[Exercise inputs start]
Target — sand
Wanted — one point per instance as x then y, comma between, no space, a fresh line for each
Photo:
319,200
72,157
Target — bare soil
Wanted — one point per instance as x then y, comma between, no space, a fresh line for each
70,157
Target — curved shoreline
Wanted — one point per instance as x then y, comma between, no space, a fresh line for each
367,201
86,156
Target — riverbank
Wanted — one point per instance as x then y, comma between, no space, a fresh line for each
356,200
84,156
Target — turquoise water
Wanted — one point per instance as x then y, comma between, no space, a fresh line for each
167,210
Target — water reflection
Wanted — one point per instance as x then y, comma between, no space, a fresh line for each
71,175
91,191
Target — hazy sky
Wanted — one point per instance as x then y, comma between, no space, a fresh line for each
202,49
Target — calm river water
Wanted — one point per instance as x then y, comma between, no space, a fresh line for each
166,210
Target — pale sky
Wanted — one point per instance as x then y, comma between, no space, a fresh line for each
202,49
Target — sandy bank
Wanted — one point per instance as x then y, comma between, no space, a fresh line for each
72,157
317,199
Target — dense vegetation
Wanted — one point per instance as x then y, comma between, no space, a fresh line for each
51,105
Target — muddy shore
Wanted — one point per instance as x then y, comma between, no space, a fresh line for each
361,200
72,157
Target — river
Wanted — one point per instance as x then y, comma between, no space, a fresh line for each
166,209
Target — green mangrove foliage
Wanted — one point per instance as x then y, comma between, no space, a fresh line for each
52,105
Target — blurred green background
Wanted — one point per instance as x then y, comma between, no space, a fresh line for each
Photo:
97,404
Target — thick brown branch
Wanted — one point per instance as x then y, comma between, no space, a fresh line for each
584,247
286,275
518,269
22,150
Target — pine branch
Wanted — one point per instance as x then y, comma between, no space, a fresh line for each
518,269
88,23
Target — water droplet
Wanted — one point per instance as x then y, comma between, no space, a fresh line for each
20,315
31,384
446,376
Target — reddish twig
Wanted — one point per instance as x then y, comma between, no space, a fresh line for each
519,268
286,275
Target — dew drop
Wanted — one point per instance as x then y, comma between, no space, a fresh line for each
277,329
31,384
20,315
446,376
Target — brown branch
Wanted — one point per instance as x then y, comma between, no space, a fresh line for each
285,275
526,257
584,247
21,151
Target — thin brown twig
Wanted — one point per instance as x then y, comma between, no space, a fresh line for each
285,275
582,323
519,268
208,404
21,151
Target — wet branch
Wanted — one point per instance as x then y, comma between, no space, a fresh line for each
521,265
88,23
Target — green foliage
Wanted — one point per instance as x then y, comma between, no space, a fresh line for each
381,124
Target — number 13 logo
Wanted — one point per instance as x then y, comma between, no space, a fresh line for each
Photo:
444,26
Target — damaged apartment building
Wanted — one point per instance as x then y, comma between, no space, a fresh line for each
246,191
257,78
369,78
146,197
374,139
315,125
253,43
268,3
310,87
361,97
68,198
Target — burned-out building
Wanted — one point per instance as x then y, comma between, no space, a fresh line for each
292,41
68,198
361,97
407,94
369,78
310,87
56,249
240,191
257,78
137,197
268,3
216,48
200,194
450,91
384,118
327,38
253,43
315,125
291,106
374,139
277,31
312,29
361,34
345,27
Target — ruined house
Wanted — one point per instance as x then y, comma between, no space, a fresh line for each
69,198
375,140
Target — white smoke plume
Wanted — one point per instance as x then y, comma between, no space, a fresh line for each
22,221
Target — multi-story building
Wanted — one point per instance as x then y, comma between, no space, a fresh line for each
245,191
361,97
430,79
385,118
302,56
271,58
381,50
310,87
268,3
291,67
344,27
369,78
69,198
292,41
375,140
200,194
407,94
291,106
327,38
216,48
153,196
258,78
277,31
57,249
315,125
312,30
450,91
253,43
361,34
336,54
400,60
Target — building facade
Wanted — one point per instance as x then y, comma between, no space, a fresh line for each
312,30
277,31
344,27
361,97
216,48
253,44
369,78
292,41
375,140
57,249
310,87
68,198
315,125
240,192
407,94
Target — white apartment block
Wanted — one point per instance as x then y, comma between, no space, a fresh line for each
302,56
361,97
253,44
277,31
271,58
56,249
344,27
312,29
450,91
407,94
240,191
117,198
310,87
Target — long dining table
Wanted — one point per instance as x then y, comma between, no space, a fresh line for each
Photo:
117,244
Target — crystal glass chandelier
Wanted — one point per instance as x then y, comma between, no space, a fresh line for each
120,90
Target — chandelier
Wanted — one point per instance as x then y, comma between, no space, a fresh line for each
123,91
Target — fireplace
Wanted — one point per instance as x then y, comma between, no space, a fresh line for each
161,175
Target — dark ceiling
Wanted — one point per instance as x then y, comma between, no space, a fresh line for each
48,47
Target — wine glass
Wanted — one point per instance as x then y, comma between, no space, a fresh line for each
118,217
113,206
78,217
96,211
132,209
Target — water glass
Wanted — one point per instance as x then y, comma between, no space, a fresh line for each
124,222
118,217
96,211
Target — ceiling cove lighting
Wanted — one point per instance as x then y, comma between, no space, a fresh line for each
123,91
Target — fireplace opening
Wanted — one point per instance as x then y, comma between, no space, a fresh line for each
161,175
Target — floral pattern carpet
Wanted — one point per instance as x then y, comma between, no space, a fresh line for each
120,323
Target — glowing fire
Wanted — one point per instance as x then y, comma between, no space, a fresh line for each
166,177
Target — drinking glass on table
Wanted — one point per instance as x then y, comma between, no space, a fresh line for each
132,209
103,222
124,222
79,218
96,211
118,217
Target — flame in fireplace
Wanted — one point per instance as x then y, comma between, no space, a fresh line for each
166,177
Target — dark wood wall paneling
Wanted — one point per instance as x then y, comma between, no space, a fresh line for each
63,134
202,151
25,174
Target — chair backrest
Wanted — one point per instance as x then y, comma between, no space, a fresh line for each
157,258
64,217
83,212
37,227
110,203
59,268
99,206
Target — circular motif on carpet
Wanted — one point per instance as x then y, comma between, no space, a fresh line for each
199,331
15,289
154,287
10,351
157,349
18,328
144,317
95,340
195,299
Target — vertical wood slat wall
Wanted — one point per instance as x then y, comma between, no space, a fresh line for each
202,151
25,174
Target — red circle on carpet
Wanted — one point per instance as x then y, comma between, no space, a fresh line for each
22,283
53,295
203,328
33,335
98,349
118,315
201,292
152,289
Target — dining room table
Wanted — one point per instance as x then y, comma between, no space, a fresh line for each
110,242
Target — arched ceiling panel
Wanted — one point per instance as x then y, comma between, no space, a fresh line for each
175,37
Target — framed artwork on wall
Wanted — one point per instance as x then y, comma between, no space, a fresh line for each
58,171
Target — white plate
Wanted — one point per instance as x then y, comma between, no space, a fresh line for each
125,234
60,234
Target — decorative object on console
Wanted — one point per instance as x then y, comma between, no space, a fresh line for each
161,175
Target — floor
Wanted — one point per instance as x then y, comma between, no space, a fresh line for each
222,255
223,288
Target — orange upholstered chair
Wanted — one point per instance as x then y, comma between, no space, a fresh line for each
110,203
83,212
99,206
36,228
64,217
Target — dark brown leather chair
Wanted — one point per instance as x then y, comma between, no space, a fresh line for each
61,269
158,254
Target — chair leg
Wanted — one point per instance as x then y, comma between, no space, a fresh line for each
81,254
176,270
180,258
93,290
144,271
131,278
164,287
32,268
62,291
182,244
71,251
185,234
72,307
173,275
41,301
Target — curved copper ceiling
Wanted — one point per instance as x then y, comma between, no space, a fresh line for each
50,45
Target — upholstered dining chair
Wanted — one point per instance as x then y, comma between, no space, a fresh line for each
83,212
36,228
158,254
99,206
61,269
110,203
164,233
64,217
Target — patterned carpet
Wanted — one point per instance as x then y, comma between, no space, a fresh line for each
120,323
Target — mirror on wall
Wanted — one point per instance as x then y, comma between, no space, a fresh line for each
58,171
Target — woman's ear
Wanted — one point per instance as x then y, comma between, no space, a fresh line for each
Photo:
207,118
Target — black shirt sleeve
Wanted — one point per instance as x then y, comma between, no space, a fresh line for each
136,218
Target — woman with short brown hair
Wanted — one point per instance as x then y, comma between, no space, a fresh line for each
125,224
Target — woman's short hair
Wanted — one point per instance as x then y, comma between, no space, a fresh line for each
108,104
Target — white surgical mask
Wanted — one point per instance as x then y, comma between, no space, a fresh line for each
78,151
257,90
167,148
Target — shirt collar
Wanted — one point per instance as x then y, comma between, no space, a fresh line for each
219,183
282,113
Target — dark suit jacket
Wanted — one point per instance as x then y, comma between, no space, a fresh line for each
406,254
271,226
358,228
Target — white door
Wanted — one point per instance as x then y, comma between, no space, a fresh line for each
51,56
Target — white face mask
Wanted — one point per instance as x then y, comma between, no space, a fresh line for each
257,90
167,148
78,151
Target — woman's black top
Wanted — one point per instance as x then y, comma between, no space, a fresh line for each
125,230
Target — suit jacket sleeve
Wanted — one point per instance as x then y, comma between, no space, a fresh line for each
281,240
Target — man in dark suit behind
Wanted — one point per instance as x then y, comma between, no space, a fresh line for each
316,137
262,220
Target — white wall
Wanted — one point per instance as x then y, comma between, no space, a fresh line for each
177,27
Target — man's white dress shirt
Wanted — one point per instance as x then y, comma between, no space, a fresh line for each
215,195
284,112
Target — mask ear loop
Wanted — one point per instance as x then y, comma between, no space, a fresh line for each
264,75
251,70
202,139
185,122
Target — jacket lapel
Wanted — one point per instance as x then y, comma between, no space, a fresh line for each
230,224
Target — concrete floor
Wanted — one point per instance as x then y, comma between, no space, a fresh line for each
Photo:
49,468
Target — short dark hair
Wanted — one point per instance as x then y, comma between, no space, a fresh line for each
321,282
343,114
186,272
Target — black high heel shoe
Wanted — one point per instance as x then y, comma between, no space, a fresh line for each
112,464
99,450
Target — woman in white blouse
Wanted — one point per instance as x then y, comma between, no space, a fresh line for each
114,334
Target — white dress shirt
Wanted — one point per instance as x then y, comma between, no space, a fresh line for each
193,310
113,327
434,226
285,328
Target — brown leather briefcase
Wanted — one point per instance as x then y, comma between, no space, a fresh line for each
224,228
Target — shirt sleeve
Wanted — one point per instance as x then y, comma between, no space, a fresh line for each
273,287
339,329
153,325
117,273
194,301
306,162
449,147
[Exercise inputs end]
▶ **Given exercise**
Quote exactly what appears from the line containing "Target — mask ear loop" through the final line of the listing above, including both of those lines.

▶ **Written reply**
Target — mask ear loop
Wanted — one point per instance as x then y, comma between, no space, a fresh line for each
264,75
251,70
202,139
185,122
Target — jacket lapel
Wanted — one point per instance as x then y, comma between, no space, a fresh line for each
230,224
Target — concrete floor
Wanted — one point per instance as x then y, comma between, no space, a fresh line for each
Photo:
49,468
Target — short dark hair
Wanted — one point per instance as x then y, comma between, no space, a fresh line for each
321,282
343,114
186,272
Target — black high heel shoe
Wanted — one point per instance as x then y, comma between, no space, a fresh line for each
112,464
99,450
Target — woman in white blouse
Wanted — one point per instance as x then y, comma between, no space, a fresh line for each
114,334
Target — white dress shirt
Wanted — one point per instance as x then y, comma between, no space, a fresh line for each
193,310
113,327
434,226
285,328
Target — brown leather briefcase
Wanted — one point per instance as x then y, comma between, no space, a fresh line for each
224,228
Target — shirt sleeve
Wanted — one point per instance as x then y, comma between, no space, a fresh line for each
273,287
339,329
153,325
117,273
194,301
306,162
449,147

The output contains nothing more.